> [How to complete this task] Would you set down each line of the data below exactly?

> [Extracted entries]
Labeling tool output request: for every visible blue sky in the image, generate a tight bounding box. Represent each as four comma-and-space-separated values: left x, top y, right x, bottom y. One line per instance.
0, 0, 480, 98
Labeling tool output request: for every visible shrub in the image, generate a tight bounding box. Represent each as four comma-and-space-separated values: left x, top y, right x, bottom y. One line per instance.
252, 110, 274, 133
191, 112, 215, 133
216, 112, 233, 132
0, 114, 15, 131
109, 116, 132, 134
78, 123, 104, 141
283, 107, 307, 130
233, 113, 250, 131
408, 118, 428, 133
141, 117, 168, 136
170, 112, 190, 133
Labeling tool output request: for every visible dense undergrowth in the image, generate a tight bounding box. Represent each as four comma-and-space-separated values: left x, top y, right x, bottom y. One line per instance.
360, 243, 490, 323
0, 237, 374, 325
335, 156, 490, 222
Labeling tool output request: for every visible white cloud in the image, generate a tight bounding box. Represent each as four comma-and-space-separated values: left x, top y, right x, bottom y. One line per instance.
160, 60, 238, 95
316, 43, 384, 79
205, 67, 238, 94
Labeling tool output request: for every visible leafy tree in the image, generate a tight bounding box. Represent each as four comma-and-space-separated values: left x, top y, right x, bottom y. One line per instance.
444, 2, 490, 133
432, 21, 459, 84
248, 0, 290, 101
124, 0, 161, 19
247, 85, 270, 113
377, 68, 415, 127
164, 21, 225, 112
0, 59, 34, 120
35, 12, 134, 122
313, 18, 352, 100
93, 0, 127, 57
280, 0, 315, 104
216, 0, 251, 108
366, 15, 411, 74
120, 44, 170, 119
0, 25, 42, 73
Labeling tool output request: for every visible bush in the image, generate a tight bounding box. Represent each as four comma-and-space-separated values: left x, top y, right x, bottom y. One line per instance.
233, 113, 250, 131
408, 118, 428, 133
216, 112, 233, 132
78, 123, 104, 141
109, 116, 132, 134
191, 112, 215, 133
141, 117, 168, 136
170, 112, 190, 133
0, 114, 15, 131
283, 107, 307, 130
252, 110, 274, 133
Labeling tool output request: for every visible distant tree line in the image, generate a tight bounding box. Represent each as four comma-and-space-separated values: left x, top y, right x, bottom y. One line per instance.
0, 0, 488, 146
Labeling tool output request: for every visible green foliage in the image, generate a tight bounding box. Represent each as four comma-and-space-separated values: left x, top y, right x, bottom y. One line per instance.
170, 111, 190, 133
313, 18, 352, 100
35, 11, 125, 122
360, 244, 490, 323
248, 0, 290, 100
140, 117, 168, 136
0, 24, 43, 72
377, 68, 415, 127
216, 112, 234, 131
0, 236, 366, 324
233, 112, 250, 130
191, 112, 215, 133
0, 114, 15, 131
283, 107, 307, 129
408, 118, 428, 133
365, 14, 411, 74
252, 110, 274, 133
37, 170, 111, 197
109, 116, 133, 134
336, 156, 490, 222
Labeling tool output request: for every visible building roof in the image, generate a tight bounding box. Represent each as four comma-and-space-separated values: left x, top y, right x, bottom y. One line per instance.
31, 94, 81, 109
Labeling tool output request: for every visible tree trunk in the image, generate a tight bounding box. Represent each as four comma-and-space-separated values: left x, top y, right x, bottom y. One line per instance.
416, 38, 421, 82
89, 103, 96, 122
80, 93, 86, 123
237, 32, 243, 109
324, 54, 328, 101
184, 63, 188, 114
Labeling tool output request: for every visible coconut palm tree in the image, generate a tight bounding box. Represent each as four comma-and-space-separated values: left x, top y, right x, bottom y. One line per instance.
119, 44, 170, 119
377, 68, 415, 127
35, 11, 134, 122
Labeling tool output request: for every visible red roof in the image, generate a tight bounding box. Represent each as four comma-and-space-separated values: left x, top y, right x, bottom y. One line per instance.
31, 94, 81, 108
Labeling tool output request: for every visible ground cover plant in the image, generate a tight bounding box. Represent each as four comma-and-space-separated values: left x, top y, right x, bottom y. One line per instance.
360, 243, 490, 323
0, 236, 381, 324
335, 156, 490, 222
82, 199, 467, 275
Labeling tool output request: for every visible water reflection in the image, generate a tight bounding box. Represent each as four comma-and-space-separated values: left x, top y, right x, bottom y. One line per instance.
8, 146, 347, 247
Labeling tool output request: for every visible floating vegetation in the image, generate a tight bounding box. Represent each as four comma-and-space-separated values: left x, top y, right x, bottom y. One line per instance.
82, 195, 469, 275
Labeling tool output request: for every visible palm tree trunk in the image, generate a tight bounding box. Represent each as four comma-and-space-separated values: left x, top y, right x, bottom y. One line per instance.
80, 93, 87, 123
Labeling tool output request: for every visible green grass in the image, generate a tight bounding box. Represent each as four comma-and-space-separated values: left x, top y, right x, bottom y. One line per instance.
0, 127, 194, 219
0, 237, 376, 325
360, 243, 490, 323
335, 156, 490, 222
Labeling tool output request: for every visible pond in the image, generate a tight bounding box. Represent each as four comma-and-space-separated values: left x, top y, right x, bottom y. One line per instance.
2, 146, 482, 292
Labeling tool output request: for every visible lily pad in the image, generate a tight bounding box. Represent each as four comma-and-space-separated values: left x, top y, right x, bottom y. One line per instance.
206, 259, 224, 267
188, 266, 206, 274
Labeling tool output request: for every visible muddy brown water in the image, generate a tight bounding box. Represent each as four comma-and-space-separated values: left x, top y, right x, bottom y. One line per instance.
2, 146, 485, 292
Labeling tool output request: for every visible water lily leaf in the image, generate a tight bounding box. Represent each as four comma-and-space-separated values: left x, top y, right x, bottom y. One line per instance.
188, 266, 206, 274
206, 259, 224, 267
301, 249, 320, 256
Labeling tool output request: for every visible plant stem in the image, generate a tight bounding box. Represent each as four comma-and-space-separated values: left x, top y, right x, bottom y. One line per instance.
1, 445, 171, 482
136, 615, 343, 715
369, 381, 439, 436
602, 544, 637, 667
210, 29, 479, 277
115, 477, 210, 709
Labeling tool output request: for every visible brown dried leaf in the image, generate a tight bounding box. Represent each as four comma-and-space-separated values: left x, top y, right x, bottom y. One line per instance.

> [Result]
Labeling tool output request: for every visible blue sky in the image, generate a tight bounding box. Represent each as four comma-and-space-separated values: left x, top y, right x, bottom y. One line per instance.
0, 0, 480, 98
Labeling tool output request: for every visible shrub in the image, generate a tight bounding box. Represent each as four comma-and-space-separated values: left x, top y, right x, bottom y. One line per instance.
252, 110, 274, 133
191, 112, 215, 133
216, 112, 233, 132
0, 114, 15, 131
109, 116, 132, 134
78, 123, 104, 141
283, 107, 307, 130
233, 113, 250, 131
408, 118, 428, 133
141, 117, 168, 136
170, 112, 190, 133
Labeling tool output request: for every visible dense undergrowth in the image, generate a tight bounding box. Represent each as four comma-and-space-separated values: left x, top y, right x, bottom y. One line per instance.
360, 243, 490, 323
0, 237, 374, 325
335, 156, 490, 222
Labeling tool output request: for every visible white cloud in the image, generate a tight bounding box. Represent each as four comma-and-space-separated values: left x, top y, right x, bottom y. One line per instance.
160, 60, 238, 95
316, 43, 384, 79
205, 67, 238, 94
Labeling tool output request: for every visible leafy tree in the image, generate a tight bounding box. Represent each as four comma-and-space-separated values: left x, top y, right x, bottom y. One line per instance.
444, 2, 490, 133
432, 21, 459, 84
248, 0, 290, 101
124, 0, 161, 19
247, 85, 270, 113
377, 68, 415, 127
164, 21, 225, 112
0, 59, 34, 120
35, 12, 134, 122
313, 18, 352, 100
93, 0, 127, 57
280, 0, 315, 104
216, 0, 251, 108
366, 15, 411, 74
120, 44, 170, 119
0, 25, 42, 73
Labeling tool output request: for every visible bush in the image, generate a tight bounding box. Represent each as four comma-and-space-separated values: left x, top y, right x, bottom y. One line per instance.
233, 113, 250, 131
408, 118, 428, 133
216, 112, 233, 132
78, 123, 104, 141
109, 116, 132, 134
191, 112, 215, 133
141, 117, 168, 136
170, 112, 190, 133
0, 114, 15, 131
283, 107, 307, 130
252, 110, 274, 133
Labeling tool output request: for every visible distant tree line in the image, generate a tight bounding box. Represent each as four comma-and-space-separated values: left x, top y, right x, bottom y. One line per instance.
0, 0, 488, 146
Labeling tool output request: for every visible green foliage in the image, generate a tight bounding box. Represent each as four comma-and-space-separated values: left x, top y, right x, bottom y. One line per instance.
170, 111, 190, 133
313, 18, 352, 100
35, 11, 125, 122
360, 244, 490, 323
248, 0, 290, 100
140, 117, 168, 136
0, 24, 43, 72
377, 68, 415, 127
216, 112, 234, 131
0, 236, 366, 324
233, 112, 250, 130
191, 112, 215, 133
0, 114, 15, 131
283, 107, 307, 129
408, 118, 428, 133
365, 14, 411, 74
252, 110, 274, 133
37, 170, 111, 197
109, 116, 133, 134
336, 156, 490, 222
Labeling tool output request: for every visible building roof in the image, generate a tight bounding box. Represent each as four comma-and-space-separated values: left x, top y, right x, bottom y. One line per instance.
31, 94, 81, 109
Labeling tool output request: for every visible tree trunk in the image, generate a tight bounding box. Represent each as four comma-and-space-separated values: left x, top y, right x, bottom y. One line per instance.
416, 38, 421, 82
89, 103, 96, 122
80, 93, 86, 123
237, 32, 243, 109
324, 54, 328, 101
184, 63, 188, 114
Labeling tool output request: for every visible coconut palm tree in the image, generate a tight bounding box. Represent each as four comma-and-space-separated values: left x, top y, right x, bottom y. One line per instance.
119, 44, 170, 119
377, 68, 415, 127
35, 11, 134, 122
Labeling tool output request: for every visible red roof in the image, generate a tight bounding box. Represent each as four comma-and-space-separated values: left x, top y, right x, bottom y. One line per instance.
31, 94, 81, 108
Labeling tool output request: for every visible ground cover plant in the image, generate a tight bounding box. Represent each as four comma-and-space-separated values: left x, top y, right x, bottom y. One line per instance.
360, 243, 490, 323
0, 236, 381, 324
335, 156, 490, 222
82, 199, 467, 275
Labeling tool output request: for every visible water reflection in the image, generate a tight bounding box. Represent each as four comma-and-space-separated values: left x, top y, right x, bottom y. One line per instance.
8, 146, 347, 247
Labeling tool output request: for every visible floating vegetation in the image, generate a tight bounding box. Represent each as four comma-and-space-separated values: left x, top y, right x, bottom y. One line per instance.
82, 195, 469, 275
Labeling tool output request: for every visible palm tree trunk in the image, generate a tight bounding box. Represent each as four comma-and-space-separated values: left x, top y, right x, bottom y. One line per instance.
80, 93, 87, 123
Labeling tool output request: for every visible green grass in the image, generate a tight bounding box. Represent each as four comma-and-space-separated values: left x, top y, right x, bottom y. One line per instance.
0, 127, 194, 219
0, 237, 376, 325
360, 243, 490, 323
335, 156, 490, 222
Labeling tool output request: for every visible pond in the image, generate a tight bounding box. Represent each as four comma-and-space-separated values: left x, top y, right x, bottom y. One line per instance.
2, 146, 482, 292
Labeling tool output request: for every visible lily pad in the image, generate a tight bounding box. Represent each as four comma-and-space-separated values: left x, top y, right x, bottom y. One line per instance.
206, 259, 224, 267
188, 266, 206, 274
Labeling tool output request: for every visible muddy brown water in the image, generate a tight bounding box. Represent each as four comma-and-space-separated values: left x, top y, right x, bottom y. One line per instance.
2, 146, 485, 292
Labeling tool output request: for every visible water lily leaf in the image, generate a tight bounding box. Represent each as four comma-and-space-separated values: left x, top y, right x, bottom y. One line per instance.
188, 266, 206, 274
206, 259, 224, 267
301, 249, 320, 256
Labeling tool output request: for every visible plant stem in the image, generate a tight bounding box. Represent each as four comma-and-space-separated values: left x, top y, right x, bottom y. One line per instance.
1, 445, 171, 482
136, 615, 343, 715
369, 381, 439, 436
602, 544, 637, 667
210, 29, 479, 277
115, 477, 210, 709
Labeling tool output request: for every visible brown dried leaf in the image, generate a tight bounding box. Represent each as four comma-and-space-separated values: left x, top y, right x, bottom y. One line per instance.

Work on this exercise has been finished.